**TASK DETAILS**
Transcribe all of the material below word for word and leave out its pictures.

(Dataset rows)
---

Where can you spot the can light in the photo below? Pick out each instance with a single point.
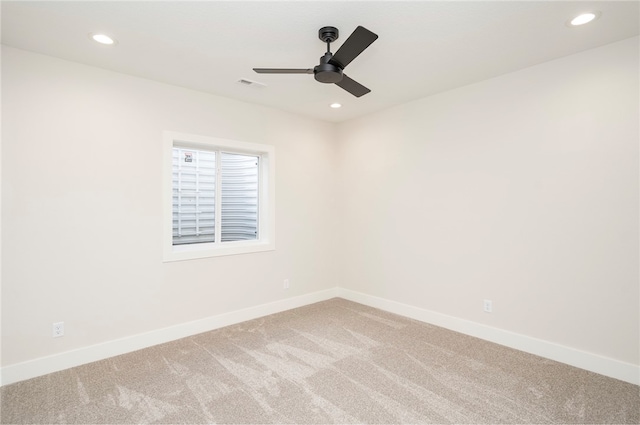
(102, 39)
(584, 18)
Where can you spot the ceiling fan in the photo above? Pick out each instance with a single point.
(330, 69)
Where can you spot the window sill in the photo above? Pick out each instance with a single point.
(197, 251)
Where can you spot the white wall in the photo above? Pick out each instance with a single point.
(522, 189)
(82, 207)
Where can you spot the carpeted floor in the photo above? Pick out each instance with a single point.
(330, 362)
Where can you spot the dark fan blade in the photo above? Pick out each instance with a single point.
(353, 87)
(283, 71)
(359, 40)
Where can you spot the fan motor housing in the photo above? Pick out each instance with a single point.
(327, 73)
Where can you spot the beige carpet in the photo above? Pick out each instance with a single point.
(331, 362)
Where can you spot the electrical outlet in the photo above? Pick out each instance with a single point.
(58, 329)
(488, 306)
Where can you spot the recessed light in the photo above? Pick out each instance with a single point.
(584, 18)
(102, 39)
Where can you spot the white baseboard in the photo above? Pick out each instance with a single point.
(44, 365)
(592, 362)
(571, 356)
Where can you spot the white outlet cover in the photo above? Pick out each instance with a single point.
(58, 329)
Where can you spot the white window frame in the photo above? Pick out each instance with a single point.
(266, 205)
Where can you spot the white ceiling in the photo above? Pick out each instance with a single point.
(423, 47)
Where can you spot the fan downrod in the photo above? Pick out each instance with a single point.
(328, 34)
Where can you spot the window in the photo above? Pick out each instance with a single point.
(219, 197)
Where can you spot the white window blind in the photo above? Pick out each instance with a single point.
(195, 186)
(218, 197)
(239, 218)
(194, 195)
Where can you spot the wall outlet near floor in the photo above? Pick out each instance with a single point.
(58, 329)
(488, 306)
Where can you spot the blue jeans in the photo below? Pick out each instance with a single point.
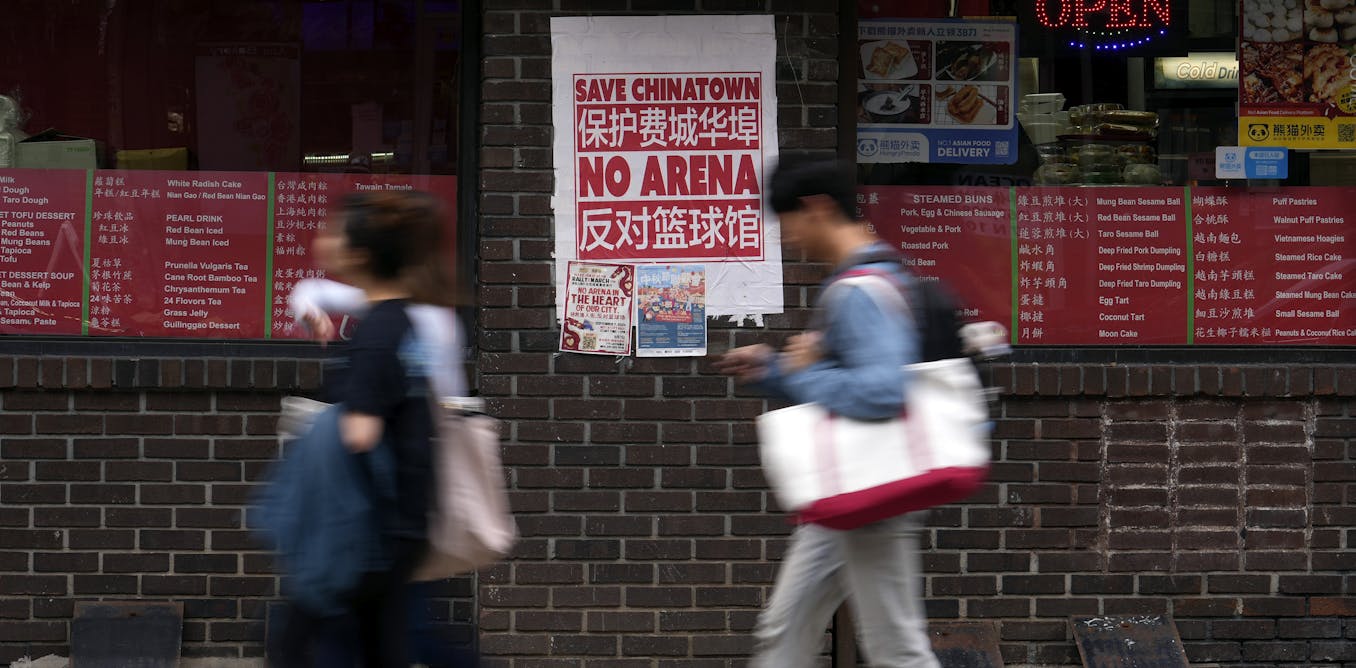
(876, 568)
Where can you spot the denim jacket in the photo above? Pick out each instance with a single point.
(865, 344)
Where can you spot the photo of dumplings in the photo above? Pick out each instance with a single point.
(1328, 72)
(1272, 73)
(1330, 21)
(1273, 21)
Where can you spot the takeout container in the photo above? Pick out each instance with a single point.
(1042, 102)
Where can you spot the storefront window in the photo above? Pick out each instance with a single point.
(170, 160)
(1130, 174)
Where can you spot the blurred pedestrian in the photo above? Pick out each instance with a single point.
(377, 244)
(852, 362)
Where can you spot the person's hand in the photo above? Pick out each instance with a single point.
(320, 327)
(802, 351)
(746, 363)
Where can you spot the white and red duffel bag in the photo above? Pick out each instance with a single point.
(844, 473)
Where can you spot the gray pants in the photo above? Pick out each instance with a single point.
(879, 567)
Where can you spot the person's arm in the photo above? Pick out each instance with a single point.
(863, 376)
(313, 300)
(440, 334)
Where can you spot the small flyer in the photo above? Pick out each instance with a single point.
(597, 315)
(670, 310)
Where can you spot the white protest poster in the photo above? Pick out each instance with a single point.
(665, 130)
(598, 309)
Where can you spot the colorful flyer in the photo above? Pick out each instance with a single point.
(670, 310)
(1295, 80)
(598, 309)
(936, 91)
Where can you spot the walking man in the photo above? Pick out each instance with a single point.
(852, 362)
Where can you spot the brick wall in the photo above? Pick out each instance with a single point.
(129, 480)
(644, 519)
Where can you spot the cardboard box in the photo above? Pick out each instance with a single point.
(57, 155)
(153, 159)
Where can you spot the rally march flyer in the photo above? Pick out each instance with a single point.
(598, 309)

---

**EXERCISE OUTPUT**
Where can you spot the can light in the photo below? Pick out each instance with a single point.
(102, 39)
(584, 18)
Where can you spot the ceiling fan in the photo above? Pick out each instance with a single point.
(330, 69)
Where can you spot the window sill in the photo above? Pick out each instance with a single point.
(197, 251)
Where can you spot the white wall in the photo above? Pick out each instance with a single point.
(522, 189)
(82, 207)
Where can you spot the carpeted floor in the photo above? Pick out each instance with a single point.
(330, 362)
Where can you spot the dark fan blade in the photo above? Pick out each instance with a single point.
(353, 87)
(283, 71)
(359, 40)
Where can you spot the fan motor housing in the photo above? Pick out each instance with a single point.
(327, 73)
Where can you spot the beige carpet in the photo above? Pick out each instance with a single point.
(331, 362)
Where can you spot the electrical outlet in the photo above? Pick out each instance with a single point.
(58, 329)
(488, 306)
Where can you spot the recessed light in the photo above? Pick out each instance with a single point.
(584, 18)
(102, 39)
Where can you spot the white baseboard in the photo above? Pick out each instance with a single point.
(44, 365)
(592, 362)
(571, 356)
Where can you spot the white outlet cover in the photo above? Pick out each instance with a single point.
(58, 329)
Where can you spot the white window frame in the photo above? Pick out each instance with a single point.
(266, 205)
Where can you spot the white ceiling in the photo above? Pick out each instance with a single point.
(423, 47)
Where can you spot the fan downrod in the photo above? Pick out each instance with a single point.
(328, 34)
Where can you spot the window in the photo above? Pick out each instance with a single point.
(219, 197)
Where can you spot the white window blind in the photo above? Pick out each instance with a single point.
(195, 186)
(218, 197)
(239, 218)
(194, 195)
Where can you spot the wall outlet near floor in the photo above? Pick out each instance with a single point.
(58, 329)
(488, 306)
Where can you spot the blue jeans in the photo below? Pick out each instance with a single point.
(876, 568)
Where can you spot the denim jacket in the photo above? Pick out each instance with a single point.
(865, 344)
Where can you spot the photo of dumplings in the photo above? Pick out each instance with a single point.
(1328, 72)
(1272, 73)
(1330, 21)
(1273, 21)
Where can you spot the takeout container in the photo above? Pick out each instance with a single point.
(1042, 102)
Where can you spot the storefront window in the photo above? Pick out each instance with a single point.
(170, 160)
(1130, 174)
Where can you spot the blurred pedestrian in the photo above? Pick out each instance with a single point.
(377, 244)
(852, 362)
Where can you spot the person's hand in the photo above? Pick out each instance with a single point.
(320, 327)
(802, 351)
(746, 363)
Where can you spot the white and red duffel bag in the photo above? Pick out each instance with a single point.
(844, 473)
Where can you spot the gray pants in the photo above? Pick out each instance with a single point.
(879, 567)
Where can you spot the person's arm in the photo above? Pick out each instance with a single point.
(863, 376)
(313, 300)
(440, 334)
Where can you spot the small flyer in the photo above? Pick out each instance with a single point.
(597, 315)
(670, 310)
Where can you spot the white protest poster in the photo above? Pick out each instance with a single point.
(665, 130)
(598, 309)
Where can you spot the colorful flyer in the photo above? Pick out each instance with a single point.
(670, 310)
(1295, 80)
(598, 309)
(936, 91)
Where can you spot the walking man in the photo above? Pick out each instance with a single point.
(852, 362)
Where can you spot the brick wall in the photo above? Pick out each instance with a single point.
(129, 480)
(644, 519)
Where can you spot the cardboard box in the photo above? Pick out each instance with a single point.
(57, 155)
(153, 159)
Where can you spot the rally march flyer in the photo above? Pick out each instance with a single point.
(598, 309)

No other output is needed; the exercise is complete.